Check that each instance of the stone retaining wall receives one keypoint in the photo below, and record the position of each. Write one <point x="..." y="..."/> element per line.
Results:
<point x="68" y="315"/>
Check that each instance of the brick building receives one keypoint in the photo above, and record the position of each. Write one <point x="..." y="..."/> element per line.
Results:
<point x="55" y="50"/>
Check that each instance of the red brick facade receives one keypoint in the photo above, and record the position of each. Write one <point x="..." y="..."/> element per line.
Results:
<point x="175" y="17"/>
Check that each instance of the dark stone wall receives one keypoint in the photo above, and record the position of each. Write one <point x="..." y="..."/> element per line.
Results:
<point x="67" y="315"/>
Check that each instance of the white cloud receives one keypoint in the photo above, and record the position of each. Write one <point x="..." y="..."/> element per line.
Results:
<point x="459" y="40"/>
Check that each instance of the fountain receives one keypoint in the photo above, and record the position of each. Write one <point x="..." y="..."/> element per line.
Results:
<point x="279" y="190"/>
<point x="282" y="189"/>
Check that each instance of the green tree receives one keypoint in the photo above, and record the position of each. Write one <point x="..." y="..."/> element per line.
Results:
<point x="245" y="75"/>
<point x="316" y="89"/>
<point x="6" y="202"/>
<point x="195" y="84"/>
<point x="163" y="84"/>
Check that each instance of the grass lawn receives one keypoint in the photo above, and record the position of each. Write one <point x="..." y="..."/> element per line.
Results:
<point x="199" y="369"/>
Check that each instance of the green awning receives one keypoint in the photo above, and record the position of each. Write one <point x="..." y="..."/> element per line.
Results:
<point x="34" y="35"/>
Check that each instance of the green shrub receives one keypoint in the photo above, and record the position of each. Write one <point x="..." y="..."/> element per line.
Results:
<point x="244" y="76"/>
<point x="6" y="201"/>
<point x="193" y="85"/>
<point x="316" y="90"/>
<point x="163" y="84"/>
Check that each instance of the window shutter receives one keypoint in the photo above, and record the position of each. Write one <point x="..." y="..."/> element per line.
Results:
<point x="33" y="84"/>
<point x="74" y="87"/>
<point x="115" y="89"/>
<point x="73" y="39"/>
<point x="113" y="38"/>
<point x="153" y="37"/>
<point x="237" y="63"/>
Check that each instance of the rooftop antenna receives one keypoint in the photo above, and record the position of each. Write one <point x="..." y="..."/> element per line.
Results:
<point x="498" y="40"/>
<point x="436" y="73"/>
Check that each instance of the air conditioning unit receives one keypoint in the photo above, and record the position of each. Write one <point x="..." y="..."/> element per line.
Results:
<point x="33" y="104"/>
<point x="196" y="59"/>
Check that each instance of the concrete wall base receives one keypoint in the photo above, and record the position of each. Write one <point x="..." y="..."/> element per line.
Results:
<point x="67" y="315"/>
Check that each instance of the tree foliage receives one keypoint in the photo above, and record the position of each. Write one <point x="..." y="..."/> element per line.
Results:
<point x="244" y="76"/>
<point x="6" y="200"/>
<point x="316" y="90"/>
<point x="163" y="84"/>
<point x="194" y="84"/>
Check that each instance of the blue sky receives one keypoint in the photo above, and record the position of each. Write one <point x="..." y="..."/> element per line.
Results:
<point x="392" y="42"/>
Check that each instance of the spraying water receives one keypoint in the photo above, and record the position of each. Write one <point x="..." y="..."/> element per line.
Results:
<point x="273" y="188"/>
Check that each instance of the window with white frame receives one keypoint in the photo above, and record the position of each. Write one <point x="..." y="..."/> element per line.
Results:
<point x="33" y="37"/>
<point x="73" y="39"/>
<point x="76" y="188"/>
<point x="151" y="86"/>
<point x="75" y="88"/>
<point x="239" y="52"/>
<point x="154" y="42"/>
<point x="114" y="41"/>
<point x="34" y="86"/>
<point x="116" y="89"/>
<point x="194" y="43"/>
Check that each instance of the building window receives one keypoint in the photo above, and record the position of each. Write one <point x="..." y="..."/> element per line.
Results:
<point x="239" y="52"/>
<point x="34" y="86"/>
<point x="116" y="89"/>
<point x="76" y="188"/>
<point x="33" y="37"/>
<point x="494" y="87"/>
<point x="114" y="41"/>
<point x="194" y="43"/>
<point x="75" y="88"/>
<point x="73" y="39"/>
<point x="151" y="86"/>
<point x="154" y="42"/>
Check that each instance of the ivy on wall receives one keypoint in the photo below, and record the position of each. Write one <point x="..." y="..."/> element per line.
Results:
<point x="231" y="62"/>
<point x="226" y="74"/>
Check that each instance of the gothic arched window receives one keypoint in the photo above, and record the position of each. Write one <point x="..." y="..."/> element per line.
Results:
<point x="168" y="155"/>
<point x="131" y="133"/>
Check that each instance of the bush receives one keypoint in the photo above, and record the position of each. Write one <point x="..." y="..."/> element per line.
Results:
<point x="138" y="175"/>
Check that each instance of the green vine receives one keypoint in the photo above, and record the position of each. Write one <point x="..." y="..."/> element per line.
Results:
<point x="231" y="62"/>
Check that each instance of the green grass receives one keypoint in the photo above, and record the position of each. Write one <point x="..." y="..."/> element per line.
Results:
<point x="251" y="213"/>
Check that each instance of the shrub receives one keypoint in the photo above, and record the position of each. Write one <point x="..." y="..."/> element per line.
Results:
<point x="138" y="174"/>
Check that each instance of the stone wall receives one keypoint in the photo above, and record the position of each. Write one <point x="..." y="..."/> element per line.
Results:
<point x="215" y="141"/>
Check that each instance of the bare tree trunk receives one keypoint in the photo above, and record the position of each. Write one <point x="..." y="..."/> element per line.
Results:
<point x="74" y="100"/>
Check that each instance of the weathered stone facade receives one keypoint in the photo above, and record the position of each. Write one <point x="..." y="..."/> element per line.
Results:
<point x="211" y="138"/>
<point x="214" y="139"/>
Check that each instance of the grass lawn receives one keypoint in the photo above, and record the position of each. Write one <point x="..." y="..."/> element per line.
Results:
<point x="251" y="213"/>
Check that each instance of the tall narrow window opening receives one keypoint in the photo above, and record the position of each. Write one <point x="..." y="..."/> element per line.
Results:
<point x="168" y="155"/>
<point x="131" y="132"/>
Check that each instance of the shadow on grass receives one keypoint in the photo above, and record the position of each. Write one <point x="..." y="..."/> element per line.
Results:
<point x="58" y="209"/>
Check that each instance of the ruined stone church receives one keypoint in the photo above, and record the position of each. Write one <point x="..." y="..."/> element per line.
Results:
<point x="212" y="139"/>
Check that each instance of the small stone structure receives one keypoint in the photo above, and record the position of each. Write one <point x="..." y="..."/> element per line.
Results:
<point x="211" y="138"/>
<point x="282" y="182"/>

==

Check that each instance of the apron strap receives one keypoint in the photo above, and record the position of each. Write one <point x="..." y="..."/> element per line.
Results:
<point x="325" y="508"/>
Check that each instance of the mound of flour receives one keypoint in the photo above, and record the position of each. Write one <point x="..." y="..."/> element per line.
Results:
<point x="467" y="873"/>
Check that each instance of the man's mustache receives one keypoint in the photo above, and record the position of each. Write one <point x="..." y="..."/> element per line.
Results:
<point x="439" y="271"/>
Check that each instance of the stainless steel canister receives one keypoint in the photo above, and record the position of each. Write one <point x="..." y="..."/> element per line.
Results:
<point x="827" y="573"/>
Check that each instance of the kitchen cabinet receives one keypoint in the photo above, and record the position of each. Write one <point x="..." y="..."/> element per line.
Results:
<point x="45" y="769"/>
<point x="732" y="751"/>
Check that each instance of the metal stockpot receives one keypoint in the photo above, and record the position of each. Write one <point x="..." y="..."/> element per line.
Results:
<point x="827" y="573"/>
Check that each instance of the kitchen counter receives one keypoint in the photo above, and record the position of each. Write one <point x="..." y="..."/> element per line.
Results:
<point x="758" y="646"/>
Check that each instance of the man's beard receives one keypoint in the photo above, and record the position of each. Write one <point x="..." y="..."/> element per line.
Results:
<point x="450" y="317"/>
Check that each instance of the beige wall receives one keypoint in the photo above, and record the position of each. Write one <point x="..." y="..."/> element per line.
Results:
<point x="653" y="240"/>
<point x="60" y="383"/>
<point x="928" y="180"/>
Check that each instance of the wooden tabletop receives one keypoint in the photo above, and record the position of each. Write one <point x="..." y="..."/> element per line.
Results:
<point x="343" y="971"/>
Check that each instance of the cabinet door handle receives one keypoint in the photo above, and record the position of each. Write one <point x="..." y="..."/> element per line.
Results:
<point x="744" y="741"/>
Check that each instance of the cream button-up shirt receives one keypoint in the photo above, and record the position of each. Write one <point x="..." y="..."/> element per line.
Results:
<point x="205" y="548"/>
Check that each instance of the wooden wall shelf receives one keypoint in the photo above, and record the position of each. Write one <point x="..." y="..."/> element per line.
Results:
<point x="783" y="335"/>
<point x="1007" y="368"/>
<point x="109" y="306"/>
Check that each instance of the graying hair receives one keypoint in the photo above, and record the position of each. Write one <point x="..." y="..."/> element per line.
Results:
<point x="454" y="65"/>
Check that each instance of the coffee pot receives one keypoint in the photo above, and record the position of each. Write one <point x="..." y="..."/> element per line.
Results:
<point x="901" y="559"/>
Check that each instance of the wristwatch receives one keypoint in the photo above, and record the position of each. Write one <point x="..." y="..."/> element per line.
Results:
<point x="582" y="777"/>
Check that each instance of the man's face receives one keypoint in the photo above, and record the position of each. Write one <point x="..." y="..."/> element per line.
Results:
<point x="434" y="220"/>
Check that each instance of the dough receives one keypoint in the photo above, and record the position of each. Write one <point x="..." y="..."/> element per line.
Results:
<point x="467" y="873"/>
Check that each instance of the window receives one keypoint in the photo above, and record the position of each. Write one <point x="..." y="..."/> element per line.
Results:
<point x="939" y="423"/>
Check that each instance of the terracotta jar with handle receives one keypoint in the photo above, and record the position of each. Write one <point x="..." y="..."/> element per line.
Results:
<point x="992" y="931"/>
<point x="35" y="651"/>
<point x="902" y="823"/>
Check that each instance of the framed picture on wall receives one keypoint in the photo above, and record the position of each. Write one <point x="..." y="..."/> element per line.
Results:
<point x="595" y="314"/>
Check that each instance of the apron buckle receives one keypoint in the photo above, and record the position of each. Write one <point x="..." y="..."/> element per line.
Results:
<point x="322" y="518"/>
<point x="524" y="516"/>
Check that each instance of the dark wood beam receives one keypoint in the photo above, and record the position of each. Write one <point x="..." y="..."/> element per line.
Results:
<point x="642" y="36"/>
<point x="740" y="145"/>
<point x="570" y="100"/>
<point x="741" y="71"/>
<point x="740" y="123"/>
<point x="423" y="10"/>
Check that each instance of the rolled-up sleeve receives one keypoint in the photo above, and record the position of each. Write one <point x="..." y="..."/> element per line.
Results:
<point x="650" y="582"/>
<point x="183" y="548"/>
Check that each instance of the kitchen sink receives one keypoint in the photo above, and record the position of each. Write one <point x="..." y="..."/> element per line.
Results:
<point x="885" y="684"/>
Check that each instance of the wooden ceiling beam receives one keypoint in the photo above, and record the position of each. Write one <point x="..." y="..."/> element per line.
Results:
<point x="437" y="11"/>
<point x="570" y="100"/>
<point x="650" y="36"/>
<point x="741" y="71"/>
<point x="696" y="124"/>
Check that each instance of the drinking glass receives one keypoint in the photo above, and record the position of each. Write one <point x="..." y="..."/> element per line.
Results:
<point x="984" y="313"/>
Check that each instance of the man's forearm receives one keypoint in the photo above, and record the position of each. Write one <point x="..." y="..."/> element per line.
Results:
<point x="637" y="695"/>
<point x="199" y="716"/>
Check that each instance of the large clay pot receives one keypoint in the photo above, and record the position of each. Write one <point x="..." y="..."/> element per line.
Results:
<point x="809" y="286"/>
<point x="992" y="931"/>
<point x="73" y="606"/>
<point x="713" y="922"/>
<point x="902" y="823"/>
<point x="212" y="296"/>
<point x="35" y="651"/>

...

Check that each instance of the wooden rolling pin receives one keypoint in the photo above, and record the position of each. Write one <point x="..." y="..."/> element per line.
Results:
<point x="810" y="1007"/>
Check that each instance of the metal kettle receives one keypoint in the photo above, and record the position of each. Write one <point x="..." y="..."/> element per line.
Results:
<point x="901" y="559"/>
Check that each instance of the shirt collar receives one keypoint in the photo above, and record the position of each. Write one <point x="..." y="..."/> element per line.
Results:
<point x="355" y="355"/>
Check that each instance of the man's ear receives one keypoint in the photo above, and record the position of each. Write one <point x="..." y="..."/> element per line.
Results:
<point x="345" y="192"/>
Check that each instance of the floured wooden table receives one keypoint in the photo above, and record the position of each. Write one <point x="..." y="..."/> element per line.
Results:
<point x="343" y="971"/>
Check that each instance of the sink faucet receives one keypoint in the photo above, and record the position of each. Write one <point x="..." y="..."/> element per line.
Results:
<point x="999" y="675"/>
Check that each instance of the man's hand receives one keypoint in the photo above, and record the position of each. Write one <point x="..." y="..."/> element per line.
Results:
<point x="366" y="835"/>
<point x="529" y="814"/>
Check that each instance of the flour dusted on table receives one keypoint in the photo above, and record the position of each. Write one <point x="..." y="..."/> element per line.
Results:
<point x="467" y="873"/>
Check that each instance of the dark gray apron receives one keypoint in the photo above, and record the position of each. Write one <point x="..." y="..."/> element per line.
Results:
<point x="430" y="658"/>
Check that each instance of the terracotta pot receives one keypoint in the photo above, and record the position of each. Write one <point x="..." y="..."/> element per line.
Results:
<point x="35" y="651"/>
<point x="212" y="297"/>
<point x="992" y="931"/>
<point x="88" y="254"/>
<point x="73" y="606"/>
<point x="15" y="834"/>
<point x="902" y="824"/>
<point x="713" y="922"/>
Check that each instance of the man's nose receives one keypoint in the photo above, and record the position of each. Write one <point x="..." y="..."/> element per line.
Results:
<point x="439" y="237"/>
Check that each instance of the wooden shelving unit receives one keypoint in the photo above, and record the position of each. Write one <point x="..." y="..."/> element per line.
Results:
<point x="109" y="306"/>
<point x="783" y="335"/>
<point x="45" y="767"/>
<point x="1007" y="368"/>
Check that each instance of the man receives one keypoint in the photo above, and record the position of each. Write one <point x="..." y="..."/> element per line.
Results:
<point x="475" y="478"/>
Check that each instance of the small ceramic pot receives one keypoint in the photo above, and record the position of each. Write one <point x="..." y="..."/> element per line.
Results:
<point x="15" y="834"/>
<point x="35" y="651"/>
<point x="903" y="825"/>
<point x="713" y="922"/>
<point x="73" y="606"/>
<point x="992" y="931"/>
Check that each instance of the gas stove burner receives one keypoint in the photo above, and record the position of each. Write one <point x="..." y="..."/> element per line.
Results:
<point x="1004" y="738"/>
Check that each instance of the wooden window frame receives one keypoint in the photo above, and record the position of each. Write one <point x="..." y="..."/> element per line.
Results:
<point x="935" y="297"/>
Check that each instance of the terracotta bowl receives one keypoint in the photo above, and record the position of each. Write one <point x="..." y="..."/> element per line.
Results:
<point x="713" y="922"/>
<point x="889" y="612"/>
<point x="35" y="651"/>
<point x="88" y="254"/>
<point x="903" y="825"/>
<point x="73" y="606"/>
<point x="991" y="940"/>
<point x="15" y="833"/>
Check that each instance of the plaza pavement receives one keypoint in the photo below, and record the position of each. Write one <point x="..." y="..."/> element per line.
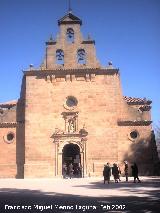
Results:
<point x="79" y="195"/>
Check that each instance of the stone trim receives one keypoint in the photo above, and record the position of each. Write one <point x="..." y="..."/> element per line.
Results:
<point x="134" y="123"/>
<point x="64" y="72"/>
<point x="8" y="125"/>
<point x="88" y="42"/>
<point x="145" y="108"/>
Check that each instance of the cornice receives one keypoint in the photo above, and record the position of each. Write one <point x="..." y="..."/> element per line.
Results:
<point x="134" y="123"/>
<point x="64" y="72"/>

What needs to be done.
Your task is to retype the entries verbatim, starting with the line that holds "Check that each instance of the gas" and stopping after the line that holds "Check that each instance of the terracotta bowl".

Expected answer.
Check that each instance of the gas stove burner receives one keypoint in the photo above, and record the position of each. Write one <point x="..." y="..."/> element per line.
Results:
<point x="1004" y="738"/>
Check that each instance of the wooden window frame receives one keypoint in the photo above, and record the position of each. Write one <point x="..." y="..."/> element per line.
Results:
<point x="935" y="297"/>
Check that each instance of the terracotta bowl receives one keypoint in the photo above, and record the position of each. Write one <point x="..." y="..."/> element per line.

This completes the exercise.